_WRITTEN EXERCISE_: Collect every line below that contains the string "tree". The match is case-sensitive.

_INPUT FOR THIS TASK_:
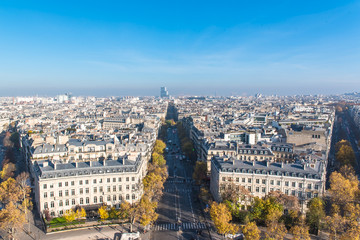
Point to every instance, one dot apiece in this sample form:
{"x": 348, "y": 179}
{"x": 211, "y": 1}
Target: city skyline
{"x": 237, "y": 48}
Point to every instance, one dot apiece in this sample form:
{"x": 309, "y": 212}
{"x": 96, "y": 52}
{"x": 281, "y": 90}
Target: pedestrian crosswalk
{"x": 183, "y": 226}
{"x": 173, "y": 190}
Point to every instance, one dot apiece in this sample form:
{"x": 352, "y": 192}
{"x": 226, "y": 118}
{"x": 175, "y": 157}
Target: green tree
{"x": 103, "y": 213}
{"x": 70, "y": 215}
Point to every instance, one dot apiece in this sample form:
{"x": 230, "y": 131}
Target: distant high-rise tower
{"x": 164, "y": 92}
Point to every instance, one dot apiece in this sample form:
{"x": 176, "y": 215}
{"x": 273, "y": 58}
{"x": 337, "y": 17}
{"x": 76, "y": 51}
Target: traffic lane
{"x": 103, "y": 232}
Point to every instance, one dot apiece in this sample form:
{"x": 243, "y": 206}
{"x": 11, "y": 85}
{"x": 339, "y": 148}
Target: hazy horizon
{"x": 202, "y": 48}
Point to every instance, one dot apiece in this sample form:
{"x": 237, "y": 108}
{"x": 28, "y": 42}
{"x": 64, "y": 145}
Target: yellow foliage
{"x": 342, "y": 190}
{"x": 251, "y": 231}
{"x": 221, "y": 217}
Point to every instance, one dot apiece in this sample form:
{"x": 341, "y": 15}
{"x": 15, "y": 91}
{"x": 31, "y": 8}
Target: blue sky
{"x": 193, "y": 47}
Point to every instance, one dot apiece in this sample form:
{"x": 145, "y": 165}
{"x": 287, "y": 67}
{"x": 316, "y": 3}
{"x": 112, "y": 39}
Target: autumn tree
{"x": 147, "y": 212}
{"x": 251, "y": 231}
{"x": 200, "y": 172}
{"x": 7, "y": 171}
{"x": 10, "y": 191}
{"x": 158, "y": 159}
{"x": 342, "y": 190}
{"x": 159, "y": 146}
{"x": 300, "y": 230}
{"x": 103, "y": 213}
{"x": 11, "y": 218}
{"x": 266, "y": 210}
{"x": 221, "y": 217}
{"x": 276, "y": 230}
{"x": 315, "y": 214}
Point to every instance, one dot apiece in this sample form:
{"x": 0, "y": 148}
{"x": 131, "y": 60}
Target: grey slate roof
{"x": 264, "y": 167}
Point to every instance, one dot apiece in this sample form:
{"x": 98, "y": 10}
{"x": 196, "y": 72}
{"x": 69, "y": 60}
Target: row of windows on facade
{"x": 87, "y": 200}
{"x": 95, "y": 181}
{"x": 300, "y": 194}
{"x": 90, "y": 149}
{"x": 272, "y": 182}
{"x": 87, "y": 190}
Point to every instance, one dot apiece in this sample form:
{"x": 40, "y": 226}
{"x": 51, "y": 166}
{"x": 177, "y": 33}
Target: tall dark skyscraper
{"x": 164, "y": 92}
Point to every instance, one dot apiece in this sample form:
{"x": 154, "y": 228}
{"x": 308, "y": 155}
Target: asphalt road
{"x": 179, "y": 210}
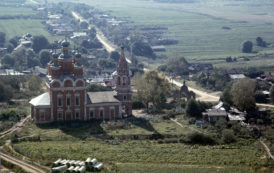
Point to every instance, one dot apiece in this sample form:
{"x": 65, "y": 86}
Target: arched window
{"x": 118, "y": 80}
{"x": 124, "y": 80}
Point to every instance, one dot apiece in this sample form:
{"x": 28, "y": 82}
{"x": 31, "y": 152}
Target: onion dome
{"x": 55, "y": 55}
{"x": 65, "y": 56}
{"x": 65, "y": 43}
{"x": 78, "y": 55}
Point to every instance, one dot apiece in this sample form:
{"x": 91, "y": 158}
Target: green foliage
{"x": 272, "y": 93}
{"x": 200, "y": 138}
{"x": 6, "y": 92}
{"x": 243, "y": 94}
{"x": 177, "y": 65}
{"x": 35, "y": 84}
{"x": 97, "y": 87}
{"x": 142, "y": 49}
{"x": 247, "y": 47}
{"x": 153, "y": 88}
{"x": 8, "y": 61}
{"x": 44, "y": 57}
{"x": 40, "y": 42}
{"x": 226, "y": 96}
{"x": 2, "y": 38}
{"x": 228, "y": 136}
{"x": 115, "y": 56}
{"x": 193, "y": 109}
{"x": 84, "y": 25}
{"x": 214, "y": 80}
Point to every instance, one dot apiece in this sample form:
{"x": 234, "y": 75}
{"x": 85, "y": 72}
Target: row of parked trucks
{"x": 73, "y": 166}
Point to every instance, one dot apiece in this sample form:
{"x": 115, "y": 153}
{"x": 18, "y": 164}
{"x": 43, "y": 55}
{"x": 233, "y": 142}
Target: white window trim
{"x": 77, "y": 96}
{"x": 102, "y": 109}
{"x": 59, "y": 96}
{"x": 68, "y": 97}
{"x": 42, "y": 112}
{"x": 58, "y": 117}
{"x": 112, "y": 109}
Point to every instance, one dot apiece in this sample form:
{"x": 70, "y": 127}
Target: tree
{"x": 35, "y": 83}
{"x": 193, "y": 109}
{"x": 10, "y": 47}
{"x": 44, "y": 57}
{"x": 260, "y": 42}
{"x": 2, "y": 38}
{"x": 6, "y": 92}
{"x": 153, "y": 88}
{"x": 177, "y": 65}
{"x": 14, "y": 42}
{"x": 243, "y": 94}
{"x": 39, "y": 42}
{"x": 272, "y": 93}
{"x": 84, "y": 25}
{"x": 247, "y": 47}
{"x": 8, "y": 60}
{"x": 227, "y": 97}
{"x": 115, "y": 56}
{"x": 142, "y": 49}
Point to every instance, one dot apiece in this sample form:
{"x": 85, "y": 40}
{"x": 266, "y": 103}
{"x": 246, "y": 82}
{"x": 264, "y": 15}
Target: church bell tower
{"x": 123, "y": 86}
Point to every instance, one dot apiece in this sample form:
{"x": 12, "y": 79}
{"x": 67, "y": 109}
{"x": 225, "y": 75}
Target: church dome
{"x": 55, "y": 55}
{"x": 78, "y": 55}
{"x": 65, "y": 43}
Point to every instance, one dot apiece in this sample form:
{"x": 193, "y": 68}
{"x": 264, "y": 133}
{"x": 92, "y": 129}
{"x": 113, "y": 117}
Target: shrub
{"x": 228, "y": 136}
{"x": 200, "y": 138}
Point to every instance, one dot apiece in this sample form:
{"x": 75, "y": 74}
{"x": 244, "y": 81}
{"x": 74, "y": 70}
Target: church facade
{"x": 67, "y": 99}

_RESPONSE TO THIS TASK_:
Target: green tree
Target: autumn tree
Target: tree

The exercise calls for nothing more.